### Задание
Перенесите все записи ниже в таблицу Markdown со столбцами «Номер» и «Строка», пропустив пустые строки. Изображения в таблицу не включайте.

Фрагмент файла данных:
-------------------------

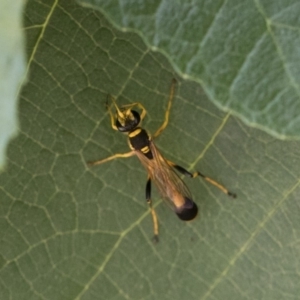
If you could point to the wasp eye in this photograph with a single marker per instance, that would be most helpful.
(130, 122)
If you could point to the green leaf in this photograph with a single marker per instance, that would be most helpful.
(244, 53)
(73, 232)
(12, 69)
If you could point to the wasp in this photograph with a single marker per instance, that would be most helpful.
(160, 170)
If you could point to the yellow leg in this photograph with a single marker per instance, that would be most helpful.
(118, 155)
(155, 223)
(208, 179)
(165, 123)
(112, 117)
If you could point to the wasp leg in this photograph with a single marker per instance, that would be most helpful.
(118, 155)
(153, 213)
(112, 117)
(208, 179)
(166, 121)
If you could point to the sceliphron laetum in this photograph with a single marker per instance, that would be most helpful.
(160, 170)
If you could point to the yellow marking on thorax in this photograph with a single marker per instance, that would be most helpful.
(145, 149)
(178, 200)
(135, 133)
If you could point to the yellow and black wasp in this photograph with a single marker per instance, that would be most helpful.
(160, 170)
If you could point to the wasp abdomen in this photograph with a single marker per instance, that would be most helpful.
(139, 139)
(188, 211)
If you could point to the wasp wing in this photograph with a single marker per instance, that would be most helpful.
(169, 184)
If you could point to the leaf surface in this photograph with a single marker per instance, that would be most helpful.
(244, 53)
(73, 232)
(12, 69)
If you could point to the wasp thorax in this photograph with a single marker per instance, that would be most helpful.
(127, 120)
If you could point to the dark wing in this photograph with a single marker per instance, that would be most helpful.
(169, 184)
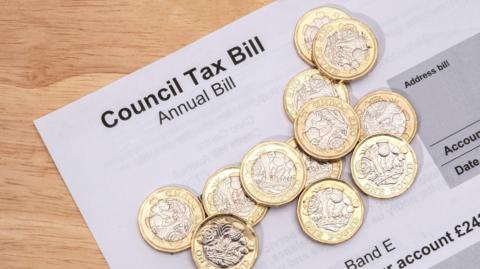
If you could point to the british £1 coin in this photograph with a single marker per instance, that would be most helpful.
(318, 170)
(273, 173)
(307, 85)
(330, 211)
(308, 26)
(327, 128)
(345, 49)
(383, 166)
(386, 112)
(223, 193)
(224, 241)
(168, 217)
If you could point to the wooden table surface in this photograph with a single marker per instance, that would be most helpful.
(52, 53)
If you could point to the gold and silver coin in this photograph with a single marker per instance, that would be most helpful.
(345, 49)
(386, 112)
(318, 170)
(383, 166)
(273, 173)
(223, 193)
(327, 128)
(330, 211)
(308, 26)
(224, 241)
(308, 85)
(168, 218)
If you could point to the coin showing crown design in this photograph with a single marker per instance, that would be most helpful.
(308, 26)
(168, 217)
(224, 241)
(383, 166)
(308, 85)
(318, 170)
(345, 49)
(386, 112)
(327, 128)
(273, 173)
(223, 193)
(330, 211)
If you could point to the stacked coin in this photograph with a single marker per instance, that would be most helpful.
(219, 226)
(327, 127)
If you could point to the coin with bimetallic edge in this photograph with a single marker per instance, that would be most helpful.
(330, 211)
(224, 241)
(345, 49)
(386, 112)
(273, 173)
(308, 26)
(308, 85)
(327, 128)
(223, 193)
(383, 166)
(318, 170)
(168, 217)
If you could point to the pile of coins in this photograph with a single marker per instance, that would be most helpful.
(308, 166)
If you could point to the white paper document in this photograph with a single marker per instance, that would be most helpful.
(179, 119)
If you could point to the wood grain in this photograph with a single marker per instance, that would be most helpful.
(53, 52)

-------------------------

### Выполненное задание
| Номер | Строка |
|---|---|
| 1 | If you could point to the wasp eye in this photograph with a single marker per instance, that would be most helpful. |
| 2 | (130, 122) |
| 3 | If you could point to the green leaf in this photograph with a single marker per instance, that would be most helpful. |
| 4 | (244, 53) |
| 5 | (73, 232) |
| 6 | (12, 69) |
| 7 | If you could point to the wasp in this photograph with a single marker per instance, that would be most helpful. |
| 8 | (160, 170) |
| 9 | If you could point to the yellow leg in this photograph with a single marker per instance, that would be most helpful. |
| 10 | (118, 155) |
| 11 | (155, 223) |
| 12 | (208, 179) |
| 13 | (165, 123) |
| 14 | (112, 117) |
| 15 | If you could point to the wasp leg in this photograph with a single marker per instance, that would be most helpful. |
| 16 | (118, 155) |
| 17 | (153, 213) |
| 18 | (112, 117) |
| 19 | (208, 179) |
| 20 | (166, 121) |
| 21 | If you could point to the sceliphron laetum in this photograph with a single marker per instance, that would be most helpful. |
| 22 | (160, 170) |
| 23 | If you could point to the yellow marking on thorax in this photograph with a single marker per instance, that would be most helpful. |
| 24 | (145, 149) |
| 25 | (178, 200) |
| 26 | (135, 133) |
| 27 | If you could point to the yellow and black wasp in this photograph with a single marker per instance, that would be most helpful. |
| 28 | (160, 170) |
| 29 | If you could point to the wasp abdomen in this photograph with a single marker per instance, that would be most helpful. |
| 30 | (139, 139) |
| 31 | (188, 211) |
| 32 | If you could point to the wasp wing in this photograph with a single marker per instance, that would be most helpful. |
| 33 | (169, 184) |
| 34 | If you could point to the leaf surface in this photograph with a single marker per instance, that would be most helpful. |
| 35 | (244, 53) |
| 36 | (73, 232) |
| 37 | (12, 69) |
| 38 | If you could point to the wasp thorax in this photograph with a single marker per instance, that would be most helpful. |
| 39 | (127, 120) |
| 40 | If you could point to the dark wing in this photograph with a single marker per instance, that would be most helpful. |
| 41 | (169, 184) |
| 42 | If you could point to the british £1 coin in this photograph with a single marker per instance, that would be most helpful. |
| 43 | (318, 170) |
| 44 | (273, 173) |
| 45 | (307, 85) |
| 46 | (330, 211) |
| 47 | (308, 26) |
| 48 | (327, 128) |
| 49 | (345, 49) |
| 50 | (383, 166) |
| 51 | (386, 112) |
| 52 | (223, 193) |
| 53 | (224, 241) |
| 54 | (168, 217) |
| 55 | If you could point to the wooden table surface in this photograph with a single marker per instance, that would be most helpful. |
| 56 | (52, 53) |
| 57 | If you could point to the gold and silver coin in this photograph with a single marker per instance, that would be most helpful. |
| 58 | (345, 49) |
| 59 | (386, 112) |
| 60 | (318, 170) |
| 61 | (383, 166) |
| 62 | (273, 173) |
| 63 | (223, 193) |
| 64 | (327, 128) |
| 65 | (330, 211) |
| 66 | (308, 26) |
| 67 | (224, 241) |
| 68 | (308, 85) |
| 69 | (168, 218) |
| 70 | If you could point to the coin showing crown design in this photograph with a single marker per instance, that would be most helpful. |
| 71 | (308, 26) |
| 72 | (168, 217) |
| 73 | (224, 241) |
| 74 | (383, 166) |
| 75 | (308, 85) |
| 76 | (318, 170) |
| 77 | (345, 49) |
| 78 | (386, 112) |
| 79 | (327, 128) |
| 80 | (273, 173) |
| 81 | (223, 193) |
| 82 | (330, 211) |
| 83 | If you could point to the stacked coin in this photograph with a single marker per instance, that would be most helpful. |
| 84 | (219, 226) |
| 85 | (327, 127) |
| 86 | If you could point to the coin with bimetallic edge in this photograph with a single marker per instance, that would be most helpful. |
| 87 | (330, 211) |
| 88 | (224, 241) |
| 89 | (345, 49) |
| 90 | (386, 112) |
| 91 | (273, 173) |
| 92 | (308, 26) |
| 93 | (308, 85) |
| 94 | (327, 128) |
| 95 | (223, 193) |
| 96 | (383, 166) |
| 97 | (318, 170) |
| 98 | (168, 217) |
| 99 | If you could point to the pile of coins in this photograph with a single marker per instance, that would be most helpful. |
| 100 | (308, 166) |
| 101 | If you could point to the white paper document in this photograph with a single marker per instance, that would be most helpful. |
| 102 | (179, 119) |
| 103 | If you could point to the wood grain in this photograph with a single marker per instance, that would be most helpful. |
| 104 | (53, 52) |